▸ Instructions for the task
Each record below should be set down exactly.

==== Working data ====

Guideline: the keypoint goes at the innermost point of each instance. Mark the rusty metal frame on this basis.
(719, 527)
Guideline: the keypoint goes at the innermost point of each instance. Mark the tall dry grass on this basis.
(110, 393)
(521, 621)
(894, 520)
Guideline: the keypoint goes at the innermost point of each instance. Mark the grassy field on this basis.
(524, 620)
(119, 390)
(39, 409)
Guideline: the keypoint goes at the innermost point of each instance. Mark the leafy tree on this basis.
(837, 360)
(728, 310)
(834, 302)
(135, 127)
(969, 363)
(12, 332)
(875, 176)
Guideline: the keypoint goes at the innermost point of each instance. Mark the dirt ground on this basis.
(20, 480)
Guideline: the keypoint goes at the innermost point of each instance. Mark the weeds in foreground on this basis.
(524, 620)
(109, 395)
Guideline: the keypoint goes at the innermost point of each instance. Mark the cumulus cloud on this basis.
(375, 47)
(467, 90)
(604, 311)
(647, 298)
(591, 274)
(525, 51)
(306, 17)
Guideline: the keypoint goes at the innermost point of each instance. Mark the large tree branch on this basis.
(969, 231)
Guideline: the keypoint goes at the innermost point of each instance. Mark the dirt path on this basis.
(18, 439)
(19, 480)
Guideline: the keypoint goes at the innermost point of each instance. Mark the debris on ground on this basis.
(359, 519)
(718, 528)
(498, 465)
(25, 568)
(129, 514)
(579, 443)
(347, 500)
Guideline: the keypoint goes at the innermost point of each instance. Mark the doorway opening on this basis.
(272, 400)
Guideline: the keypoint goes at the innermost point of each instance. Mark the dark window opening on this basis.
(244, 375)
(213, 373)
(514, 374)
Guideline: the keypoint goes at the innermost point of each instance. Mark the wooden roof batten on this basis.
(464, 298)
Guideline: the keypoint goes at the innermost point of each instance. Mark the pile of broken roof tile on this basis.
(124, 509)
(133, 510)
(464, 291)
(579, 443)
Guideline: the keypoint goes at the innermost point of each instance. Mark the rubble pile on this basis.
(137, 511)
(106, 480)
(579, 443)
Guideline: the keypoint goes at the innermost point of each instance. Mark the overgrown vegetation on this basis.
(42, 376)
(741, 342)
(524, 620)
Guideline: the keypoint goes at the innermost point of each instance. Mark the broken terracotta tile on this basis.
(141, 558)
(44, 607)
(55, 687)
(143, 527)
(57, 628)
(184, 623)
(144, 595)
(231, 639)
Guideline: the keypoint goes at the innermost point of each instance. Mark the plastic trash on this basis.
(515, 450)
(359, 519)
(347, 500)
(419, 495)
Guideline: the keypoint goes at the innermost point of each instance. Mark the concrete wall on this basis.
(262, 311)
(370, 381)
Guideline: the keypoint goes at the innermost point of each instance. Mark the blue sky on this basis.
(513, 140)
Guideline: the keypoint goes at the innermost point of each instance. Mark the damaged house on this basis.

====

▸ Answer section
Guideline: the keypoint goes at the innermost point of each instance. Mark the rusty metal frame on this basis.
(719, 527)
Guideline: the keypoint goes at the innermost point of each instance. Mark the tall dry grass on this basis.
(110, 393)
(521, 621)
(894, 520)
Guideline: the keypoint goes at the innermost point of each instance. Mark the grassy field on this basis.
(524, 620)
(119, 390)
(39, 409)
Guideline: the keypoint goes at the innermost point of each instance. Mark the leafy tree on this basis.
(837, 360)
(728, 310)
(834, 302)
(135, 127)
(969, 363)
(12, 332)
(875, 176)
Guideline: the keypoint goes at the innermost point of each instance. Mark the dirt ground on this basis.
(20, 480)
Guideline: the keypoint goes at the innermost point of each instance. Mark the weeds in foreground on this basis.
(524, 620)
(109, 395)
Guideline: the keypoint goes at the innermost point of each instance. Mark the cumulus cloud on this basis.
(375, 47)
(467, 90)
(604, 311)
(647, 298)
(591, 274)
(525, 51)
(306, 17)
Guideline: the keypoint goes at the innermost point of each instance. Mark the large tree branch on this basis.
(969, 231)
Guideline: the keypoint goes at the innermost point of each instance. Mark the dirt path on this basis.
(18, 439)
(19, 480)
Guideline: the keypoint goes at the innermost point of each instance. Mark the debris on ground on this basis.
(359, 519)
(718, 528)
(498, 465)
(25, 568)
(129, 514)
(579, 443)
(347, 500)
Guideline: the keypoint goes at the innermost point of each instance. Mark the doorway opening on this basis.
(272, 400)
Guideline: the keypoint goes at the innermost point of each instance. Mark the dark window opening on this basis.
(244, 375)
(213, 373)
(514, 374)
Guideline: the keypoint goes at the innermost point of each instance. Mark the wooden roof batten on this basis.
(464, 298)
Guideline: the keypoint goes at the innermost point of each instance. Mark the pile of broken roof tile on this basis.
(124, 509)
(133, 510)
(464, 291)
(579, 443)
Guideline: the keypoint goes at the innermost point of each instance. Mark the rubble pile on this basis.
(137, 511)
(106, 480)
(579, 443)
Guideline: the keypoint goes at the innermost point of each instance. Mark the overgrown vegetation on this basis.
(42, 376)
(741, 342)
(524, 620)
Guideline: the keypoint goes at the innermost point of each instance. Mark the broken terracotta tile on this basis.
(141, 558)
(44, 607)
(55, 687)
(143, 527)
(57, 628)
(184, 623)
(144, 595)
(231, 639)
Guideline: the keypoint goes at the innermost point of each instance. Mark the plastic trash on this basis.
(515, 450)
(359, 519)
(347, 500)
(419, 495)
Guideline: the keypoint goes at the innermost point of each instance. Mark the concrete wall on this basis.
(262, 311)
(370, 381)
Guideline: the keypoint goes at the innermost point of each instance. Mark the blue sky on this basis.
(513, 140)
Guideline: the keypoint goes at the innermost point of each instance. Mark the damaged house on this basis.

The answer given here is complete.